→ Sezione del documento:
********

ALL’AVANGUARDIA E IN CONTROTENDENZA: 40 ANNI DI BOTTINELLI INFORMATICA

Arte, musica classica, intelligenza artificiale, stampa tessile: la festa organizzata lo scorso 19 settembre per i 40 anni di Bottinelli Informatica non poteva che unire ambiti e discipline diverse tra loro. Del resto, la software house con sede a Tavernerio ha fatto dell’apertura del pensiero e dei guizzi di originalità uno dei suoi punti di forza, fin dalle origini. Ce ne ha parlato con passione Alberto Bottinelli, proprietario e cofondatore dell’azienda insieme alla moglie Piera Sonzogni.

Dott. Bottinelli, avete recentemente festeggiato 40 anni di attività: può raccontarci le tappe principali della vostra storia?

********

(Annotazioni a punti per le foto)
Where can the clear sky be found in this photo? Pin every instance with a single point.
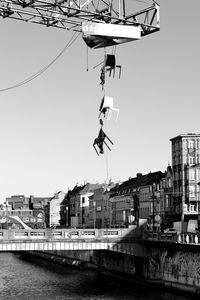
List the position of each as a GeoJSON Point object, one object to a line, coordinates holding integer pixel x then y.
{"type": "Point", "coordinates": [47, 126]}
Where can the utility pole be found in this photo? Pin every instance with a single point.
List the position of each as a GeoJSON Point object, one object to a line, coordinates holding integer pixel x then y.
{"type": "Point", "coordinates": [94, 206]}
{"type": "Point", "coordinates": [153, 198]}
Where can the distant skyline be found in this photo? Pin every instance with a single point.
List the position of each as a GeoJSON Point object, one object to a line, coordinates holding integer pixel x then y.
{"type": "Point", "coordinates": [47, 127]}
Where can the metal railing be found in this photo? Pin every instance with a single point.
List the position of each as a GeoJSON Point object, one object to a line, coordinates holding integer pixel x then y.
{"type": "Point", "coordinates": [181, 238]}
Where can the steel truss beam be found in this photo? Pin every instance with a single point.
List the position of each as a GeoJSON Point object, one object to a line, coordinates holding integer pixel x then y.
{"type": "Point", "coordinates": [69, 14]}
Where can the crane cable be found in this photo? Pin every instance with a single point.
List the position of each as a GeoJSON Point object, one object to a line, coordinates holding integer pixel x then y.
{"type": "Point", "coordinates": [32, 77]}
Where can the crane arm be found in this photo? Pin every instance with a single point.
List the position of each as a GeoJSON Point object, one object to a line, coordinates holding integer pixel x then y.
{"type": "Point", "coordinates": [70, 14]}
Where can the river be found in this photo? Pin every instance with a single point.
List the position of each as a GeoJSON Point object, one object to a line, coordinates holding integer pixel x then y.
{"type": "Point", "coordinates": [22, 279]}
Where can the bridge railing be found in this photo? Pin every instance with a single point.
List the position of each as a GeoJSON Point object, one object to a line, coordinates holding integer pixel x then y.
{"type": "Point", "coordinates": [66, 234]}
{"type": "Point", "coordinates": [181, 238]}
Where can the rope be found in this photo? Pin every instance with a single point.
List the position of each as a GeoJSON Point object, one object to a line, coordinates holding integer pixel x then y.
{"type": "Point", "coordinates": [32, 77]}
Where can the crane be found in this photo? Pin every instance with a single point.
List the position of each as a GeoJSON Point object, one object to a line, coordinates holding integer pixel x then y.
{"type": "Point", "coordinates": [103, 23]}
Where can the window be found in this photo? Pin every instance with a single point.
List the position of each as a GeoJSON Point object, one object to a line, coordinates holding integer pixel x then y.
{"type": "Point", "coordinates": [191, 160]}
{"type": "Point", "coordinates": [191, 174]}
{"type": "Point", "coordinates": [191, 191]}
{"type": "Point", "coordinates": [166, 201]}
{"type": "Point", "coordinates": [191, 144]}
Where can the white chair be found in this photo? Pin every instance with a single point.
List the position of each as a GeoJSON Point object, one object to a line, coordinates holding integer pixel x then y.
{"type": "Point", "coordinates": [106, 107]}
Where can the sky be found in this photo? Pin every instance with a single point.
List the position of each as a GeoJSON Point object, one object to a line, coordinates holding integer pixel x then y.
{"type": "Point", "coordinates": [47, 127]}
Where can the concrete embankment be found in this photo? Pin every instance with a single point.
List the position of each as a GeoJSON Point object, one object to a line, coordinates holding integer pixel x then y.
{"type": "Point", "coordinates": [165, 266]}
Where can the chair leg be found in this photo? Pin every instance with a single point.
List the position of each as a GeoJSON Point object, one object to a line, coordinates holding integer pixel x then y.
{"type": "Point", "coordinates": [107, 145]}
{"type": "Point", "coordinates": [95, 149]}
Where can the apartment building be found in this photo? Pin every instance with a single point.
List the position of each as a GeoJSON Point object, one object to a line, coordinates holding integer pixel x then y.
{"type": "Point", "coordinates": [186, 179]}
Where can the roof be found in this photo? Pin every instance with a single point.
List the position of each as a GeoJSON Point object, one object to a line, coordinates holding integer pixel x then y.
{"type": "Point", "coordinates": [185, 135]}
{"type": "Point", "coordinates": [141, 180]}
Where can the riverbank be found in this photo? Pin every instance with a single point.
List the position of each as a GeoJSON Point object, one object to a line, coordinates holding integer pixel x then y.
{"type": "Point", "coordinates": [138, 280]}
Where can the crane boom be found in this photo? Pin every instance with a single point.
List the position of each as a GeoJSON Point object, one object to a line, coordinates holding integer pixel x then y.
{"type": "Point", "coordinates": [70, 14]}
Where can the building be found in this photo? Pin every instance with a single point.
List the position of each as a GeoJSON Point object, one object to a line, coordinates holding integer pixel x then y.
{"type": "Point", "coordinates": [100, 208]}
{"type": "Point", "coordinates": [18, 202]}
{"type": "Point", "coordinates": [79, 199]}
{"type": "Point", "coordinates": [186, 179]}
{"type": "Point", "coordinates": [55, 208]}
{"type": "Point", "coordinates": [38, 202]}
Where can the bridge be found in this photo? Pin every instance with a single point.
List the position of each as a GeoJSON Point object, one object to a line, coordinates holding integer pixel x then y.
{"type": "Point", "coordinates": [65, 239]}
{"type": "Point", "coordinates": [122, 240]}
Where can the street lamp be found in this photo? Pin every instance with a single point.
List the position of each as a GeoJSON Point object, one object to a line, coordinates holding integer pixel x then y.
{"type": "Point", "coordinates": [153, 198]}
{"type": "Point", "coordinates": [94, 204]}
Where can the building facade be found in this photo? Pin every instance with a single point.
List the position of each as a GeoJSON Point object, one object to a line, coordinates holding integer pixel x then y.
{"type": "Point", "coordinates": [186, 179]}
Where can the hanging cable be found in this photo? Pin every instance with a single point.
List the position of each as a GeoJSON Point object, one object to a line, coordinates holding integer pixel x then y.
{"type": "Point", "coordinates": [32, 77]}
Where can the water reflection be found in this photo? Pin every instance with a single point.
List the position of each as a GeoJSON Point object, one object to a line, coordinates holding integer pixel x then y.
{"type": "Point", "coordinates": [34, 279]}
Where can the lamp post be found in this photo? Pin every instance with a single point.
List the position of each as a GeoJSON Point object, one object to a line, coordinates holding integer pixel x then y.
{"type": "Point", "coordinates": [153, 198]}
{"type": "Point", "coordinates": [94, 204]}
{"type": "Point", "coordinates": [67, 223]}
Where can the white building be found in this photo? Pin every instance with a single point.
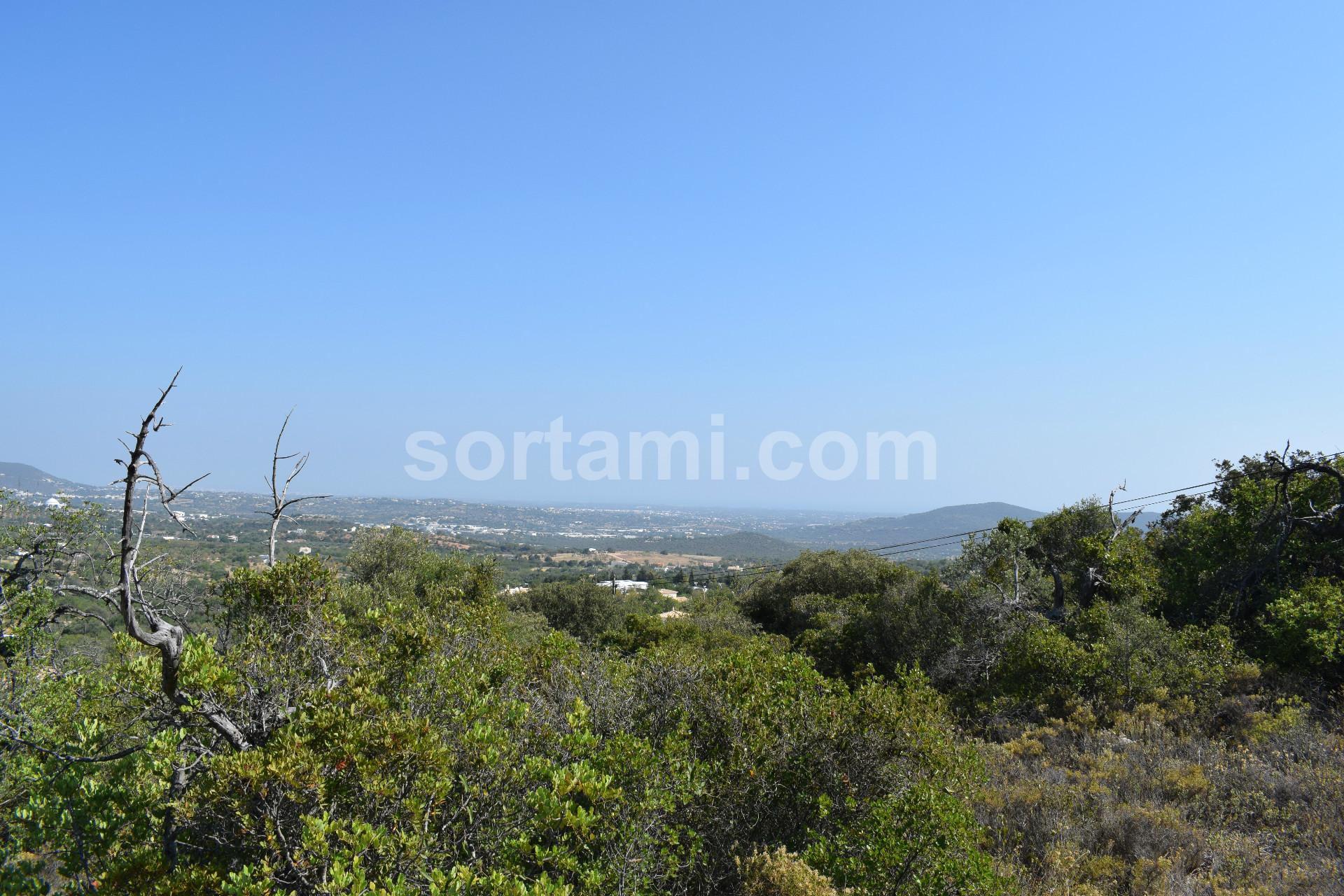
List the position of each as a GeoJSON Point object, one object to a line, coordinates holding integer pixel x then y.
{"type": "Point", "coordinates": [625, 584]}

********

→ Compito 1:
Rispondi a queste domande sull'articolo sui 40 anni di Bottinelli Informatica:
(a) In che giorno si è tenuta la festa per i 40 anni?
(b) In quale località ha sede la software house?
(c) Insieme a chi Alberto Bottinelli ha fondato l'azienda?
→ Compito 2:
Elenca tutti gli ambiti che, secondo l'articolo sui 40 anni di Bottinelli Informatica, la festa ha unito.
Le voci non hanno nessun legame con l'articolo sui 40 anni di Bottinelli Informatica.

→ Risposta 1:
(a) Il 19 settembre.
(b) A Tavernerio.
(c) Insieme alla moglie Piera Sonzogni.

→ Risposta 2:
Arte, musica classica, intelligenza artificiale, stampa tessile.